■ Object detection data

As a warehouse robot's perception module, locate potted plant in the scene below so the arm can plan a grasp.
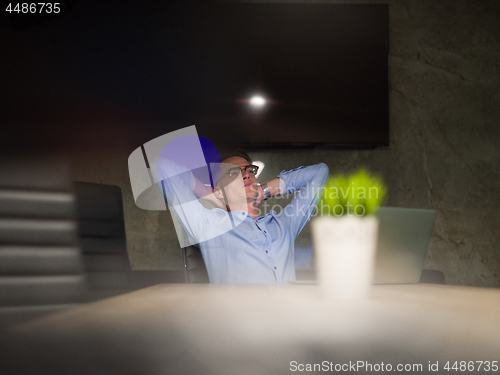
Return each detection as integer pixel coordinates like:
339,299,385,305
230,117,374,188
312,168,387,298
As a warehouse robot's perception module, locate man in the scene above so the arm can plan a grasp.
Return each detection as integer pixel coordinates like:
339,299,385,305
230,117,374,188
162,150,329,283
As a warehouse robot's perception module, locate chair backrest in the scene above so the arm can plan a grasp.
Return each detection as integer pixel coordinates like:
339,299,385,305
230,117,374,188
182,245,210,283
0,156,86,327
74,182,134,299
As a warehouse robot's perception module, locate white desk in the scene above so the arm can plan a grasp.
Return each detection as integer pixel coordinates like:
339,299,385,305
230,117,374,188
0,284,500,375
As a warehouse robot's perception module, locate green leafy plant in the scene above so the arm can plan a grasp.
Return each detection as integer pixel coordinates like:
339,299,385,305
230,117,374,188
318,168,387,216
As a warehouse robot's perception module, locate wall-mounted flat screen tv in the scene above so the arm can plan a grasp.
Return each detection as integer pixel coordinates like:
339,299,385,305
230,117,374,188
0,0,389,149
164,3,389,148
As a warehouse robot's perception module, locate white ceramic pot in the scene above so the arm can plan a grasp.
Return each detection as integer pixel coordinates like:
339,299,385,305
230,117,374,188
311,215,378,298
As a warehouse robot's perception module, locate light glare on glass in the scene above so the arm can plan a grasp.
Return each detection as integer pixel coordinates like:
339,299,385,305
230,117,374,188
250,96,266,107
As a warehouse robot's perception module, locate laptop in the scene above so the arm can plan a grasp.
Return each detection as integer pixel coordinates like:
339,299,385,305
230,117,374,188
373,207,437,284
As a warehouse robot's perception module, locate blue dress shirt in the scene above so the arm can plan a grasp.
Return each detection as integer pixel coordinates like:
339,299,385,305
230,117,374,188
161,163,329,283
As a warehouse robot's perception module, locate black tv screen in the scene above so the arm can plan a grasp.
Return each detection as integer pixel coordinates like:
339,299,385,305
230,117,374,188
0,0,389,149
168,3,389,147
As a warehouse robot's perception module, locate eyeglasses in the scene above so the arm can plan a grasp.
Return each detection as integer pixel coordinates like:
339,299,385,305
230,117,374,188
225,164,259,178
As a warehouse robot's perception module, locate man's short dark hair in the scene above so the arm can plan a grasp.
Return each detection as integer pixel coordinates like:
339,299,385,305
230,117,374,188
220,148,252,164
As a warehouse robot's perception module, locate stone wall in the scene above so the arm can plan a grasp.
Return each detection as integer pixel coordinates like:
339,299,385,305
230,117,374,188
70,0,500,286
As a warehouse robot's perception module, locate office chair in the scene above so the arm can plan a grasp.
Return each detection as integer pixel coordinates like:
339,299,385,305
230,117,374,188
74,182,135,300
0,156,86,328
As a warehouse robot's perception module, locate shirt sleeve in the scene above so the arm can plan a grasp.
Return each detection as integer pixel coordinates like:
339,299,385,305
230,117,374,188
278,163,329,238
155,161,234,245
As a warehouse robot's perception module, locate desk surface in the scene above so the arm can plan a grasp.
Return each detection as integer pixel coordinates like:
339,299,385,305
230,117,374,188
0,284,500,375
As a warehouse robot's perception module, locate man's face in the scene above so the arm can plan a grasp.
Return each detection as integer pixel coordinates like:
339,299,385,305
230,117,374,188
219,156,259,200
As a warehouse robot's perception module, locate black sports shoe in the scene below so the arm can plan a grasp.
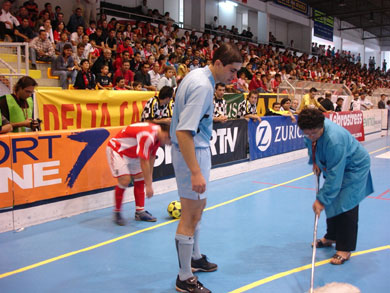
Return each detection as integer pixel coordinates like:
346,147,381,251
114,212,125,226
176,276,211,293
191,254,218,272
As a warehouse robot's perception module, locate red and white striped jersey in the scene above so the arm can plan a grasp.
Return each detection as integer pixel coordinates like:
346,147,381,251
108,123,160,160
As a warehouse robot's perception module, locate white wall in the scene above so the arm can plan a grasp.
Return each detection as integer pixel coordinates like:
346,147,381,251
205,0,221,24
183,0,192,27
248,10,258,40
218,2,236,29
268,17,288,45
254,11,269,43
266,2,310,26
164,0,179,22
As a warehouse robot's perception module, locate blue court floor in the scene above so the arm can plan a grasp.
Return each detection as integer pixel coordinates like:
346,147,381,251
0,137,390,293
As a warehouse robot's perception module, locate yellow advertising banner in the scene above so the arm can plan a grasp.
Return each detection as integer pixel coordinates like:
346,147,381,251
0,127,122,208
0,134,13,209
35,90,156,130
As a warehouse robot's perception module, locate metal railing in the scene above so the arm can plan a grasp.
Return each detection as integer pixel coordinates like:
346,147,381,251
0,42,29,91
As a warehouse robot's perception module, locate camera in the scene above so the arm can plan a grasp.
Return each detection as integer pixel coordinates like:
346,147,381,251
30,118,42,131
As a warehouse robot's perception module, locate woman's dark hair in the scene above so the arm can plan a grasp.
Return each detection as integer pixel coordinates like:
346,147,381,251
62,44,72,56
80,59,89,66
213,43,242,66
280,98,291,109
14,76,38,92
298,109,325,130
158,85,173,100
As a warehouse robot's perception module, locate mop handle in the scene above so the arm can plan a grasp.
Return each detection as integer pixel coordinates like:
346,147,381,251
310,175,320,293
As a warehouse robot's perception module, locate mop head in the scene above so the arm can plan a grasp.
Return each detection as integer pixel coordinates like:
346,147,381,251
314,282,360,293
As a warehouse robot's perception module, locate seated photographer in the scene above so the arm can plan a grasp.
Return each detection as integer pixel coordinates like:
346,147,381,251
0,76,40,132
0,112,12,134
265,102,297,123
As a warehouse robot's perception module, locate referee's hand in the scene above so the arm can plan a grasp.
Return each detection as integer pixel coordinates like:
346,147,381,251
191,173,206,193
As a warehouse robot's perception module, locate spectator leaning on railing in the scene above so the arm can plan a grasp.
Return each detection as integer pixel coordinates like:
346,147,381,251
0,76,40,132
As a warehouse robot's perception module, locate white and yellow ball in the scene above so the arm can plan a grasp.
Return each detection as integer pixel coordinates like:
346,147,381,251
167,200,181,219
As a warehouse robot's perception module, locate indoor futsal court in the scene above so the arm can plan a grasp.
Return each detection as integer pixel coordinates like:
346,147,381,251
0,136,390,293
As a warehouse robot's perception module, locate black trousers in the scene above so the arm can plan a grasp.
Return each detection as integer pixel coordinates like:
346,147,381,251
324,205,359,251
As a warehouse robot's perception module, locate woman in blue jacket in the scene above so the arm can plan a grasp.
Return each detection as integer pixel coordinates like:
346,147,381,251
298,109,374,265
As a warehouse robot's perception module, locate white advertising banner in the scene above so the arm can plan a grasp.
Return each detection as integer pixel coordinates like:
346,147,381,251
362,109,382,135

■ INSTRUCTIONS FOR THE TASK
Copy all of the material above word for word, but omit the pictures.

■ RESULT
As a warehouse robot's perception module, locate potted plant in the scene below so the arm can plan a grasp.
Return each detection as integer pixel coordinates like:
339,299,385,305
230,117,374,188
312,168,387,298
As a warehouse robot's perception module, locate man in the scene above so the arm can plan a grasp.
Return each detection as integer pixel coordinates like:
339,299,385,305
230,117,374,188
162,150,329,283
As a warehouse robot's perception module, locate chair backrest in the scene above so the arm can plan a grasp.
Return each detection as integer pixel coordinates like:
339,299,385,305
230,117,374,188
182,245,210,283
0,156,86,327
74,182,134,299
As a warehouse robot's perception module, locate white desk in the scene above so the arm can plan a grasp.
Return each detection as integer pixel coordinates like:
339,299,385,305
230,117,374,188
0,284,500,375
As a warehouse robot's perception module, locate green leafy plant in the scene above so the arm can plan a grasp.
Return each detection as integer pixel coordinates like:
339,299,385,305
230,117,374,188
318,168,387,216
As a warehouse robot's perception module, locate wall-mounted flat screen tv in the scene above so the arm can plan a grasp.
Return each detection as integer pixel coordinates like:
339,299,385,305
230,117,374,188
0,0,389,149
164,3,389,148
As a warehouse robot's perception module, locate white ceramic pot in the scene above so the arm can plan a grasp.
Return each detection as integer pixel coordinates like:
339,299,385,305
230,117,374,188
311,215,378,298
As a warehouse robot's perception module, locate light glare on glass in the scene above so the arm can plan a grasp.
Return each detection as integer pixel coordinates like:
339,299,385,305
230,117,374,188
250,96,266,107
As a warehouse robot's perception module, locate laptop in the scene above so the arm can plan a grasp.
Return each detection as integer pixel coordinates like:
339,299,385,305
230,117,374,188
373,207,437,284
As a warehouse robot's perception module, locate blue dress shirt in the scene above so the arm can plan a grasp.
Return each detection as integer pixel coordinates like:
339,299,385,305
230,117,374,188
161,163,329,283
As a warehouse robot's perception module, locate black tv screen in the scene above so the arm can plan a grasp.
Return each detection as integer pixel coordinates like:
339,299,385,305
230,117,374,188
0,0,389,149
168,3,389,147
As a warehouse robot's perception module, locate eyeglasses in the scene above so the arm can plan a grasp.
Return each detection as integer pixel coordinates like:
339,299,385,305
230,117,374,188
225,164,259,178
As a warehouse robot's perception module, locate man's short dark hair in the scene above so the arm can plan a grasp.
Return each detection as integer pixel coordinates like:
339,299,385,305
230,117,374,188
220,148,252,164
As a warehouse robot's perception module, locate stone wall in the scene above so the arm can plan a grasp.
Return each detection as integer pixel coordinates like:
339,299,385,305
230,117,374,188
70,0,500,286
As a warehouse robot's perception module, locate office chair in the scene above so the arm can plan a grasp.
Return each detection as integer pixel coordinates like:
339,299,385,305
230,117,374,188
74,182,135,300
0,156,86,328
As a warehouse robot's perception module, locate shirt sleeve in the scene above so the arm can plan a grasp.
Return each detection as integer pixel coordinates like:
339,299,385,305
230,117,374,188
278,163,329,238
155,161,234,245
As a warehouse robot's perception module, locate desk surface in the scene above so the arm can plan a grasp.
Return each detection as integer pixel coordinates like:
339,299,385,305
230,117,374,188
0,284,500,375
As a warehouse robot's perception module, locate man's face in the scene above so the arm can plan a grasp.
Return each detection as integer pixel coordinates like:
339,299,385,305
230,117,374,188
219,156,259,200
As a warehouse robot's perception module, locate black sports shoe in the scene below so the arm can plan a grasp.
Return each detection as integer pixel coordinates like:
346,147,381,251
114,212,125,226
176,276,211,293
191,254,218,272
As a warehouse robot's perception module, locate red and white striped jersey in the scene above so the arm can plan a grasp.
Return each detection as integer pixel coordinates like:
346,147,381,251
108,123,160,160
As a warehouse robot's perception module, locate white wall in the scene above so the arm can plan a grasp.
Return each detection as integer pixel coordinates like:
346,147,381,251
205,0,221,24
183,0,192,27
248,10,258,40
218,2,236,29
268,17,288,45
254,11,269,43
266,2,310,26
164,0,179,22
As a warehouse robot's perception module, locate blue court floor in the scene above so the arm can plan a grasp.
Return each detection as integer pixel coordinates like:
346,147,381,251
0,137,390,293
As a warehouse robot's perception module, locate yellow advertising banner in the scene above so the arm can plan a grasp.
Return each detection as integer pixel coordinates like:
346,147,381,251
0,127,122,208
0,134,13,209
35,90,156,130
As a warehouse robot's perception module, locate metal railing in the scene above so the arm can plan a grasp.
Return each detection as integer pixel coordinates like:
346,147,381,251
0,42,29,91
As a warehouse robot's perception module, locate camera in the scene above so the arm can plan a grasp.
Return each detection as integer pixel coordinates like:
346,147,381,251
30,118,42,131
As a warehouse robot's perception module, locate woman's dark hair in the scene above so the arm can plan a grasp.
Return each detection as integer pixel coordinates like:
346,147,381,251
62,44,72,56
80,59,89,66
213,43,242,66
280,98,291,109
14,76,38,92
298,109,325,130
158,85,173,100
As a warehouse robot's perception module, locate mop handle in the scene above so the arm can plan a grasp.
Return each detection as integer pixel coordinates like:
346,147,381,251
310,175,320,293
As a warehouse robot's perception module, locate mop head in the scene above so the arm can plan a grasp.
Return each detection as integer pixel coordinates like:
346,147,381,251
314,282,360,293
As a warehouse robot's perception module, locate seated photographer in the scene above so the arm can plan a grasp.
Return each detection as integer pixel coordinates like:
346,147,381,251
0,76,40,132
0,112,12,134
265,102,297,123
As a warehouse robot's perception module, locate referee's hand in the scene above so the arm can plan a grasp.
Return each detection as integer pixel coordinates like:
346,147,381,251
191,173,206,193
As a warehouse robot's perception module, locate spectator leaning on railing in the scene above so the arm can plan a grasp.
Return each detection as integer pixel coordinates like:
346,147,381,251
0,76,40,132
As a warehouse robot's perception module, locate white and yellow ball in the scene above so the arm can plan a grasp.
Return each detection as integer pixel coordinates like:
346,147,381,251
167,200,181,219
As a warehouse robot's perception module, locate indoor futsal court in the scene above so the arm can plan a grasp.
Return each detection as integer pixel coordinates like:
346,147,381,251
0,136,390,293
As a warehouse robot's perception module, locate black trousers in the scene above so the arm can plan a grasp.
Return each detection as integer pixel coordinates like:
346,147,381,251
324,205,359,251
As a warehouse robot's perception module, locate woman in blue jacket in the scene above so the arm can plan a grasp.
Return each detection as integer pixel coordinates like:
346,147,381,251
298,109,374,265
As a warehouse robot's perception module, locate white advertising banner in the scene above so the arm can plan a grasp.
Return each detection as integer pixel coordinates like:
346,147,381,251
362,109,382,135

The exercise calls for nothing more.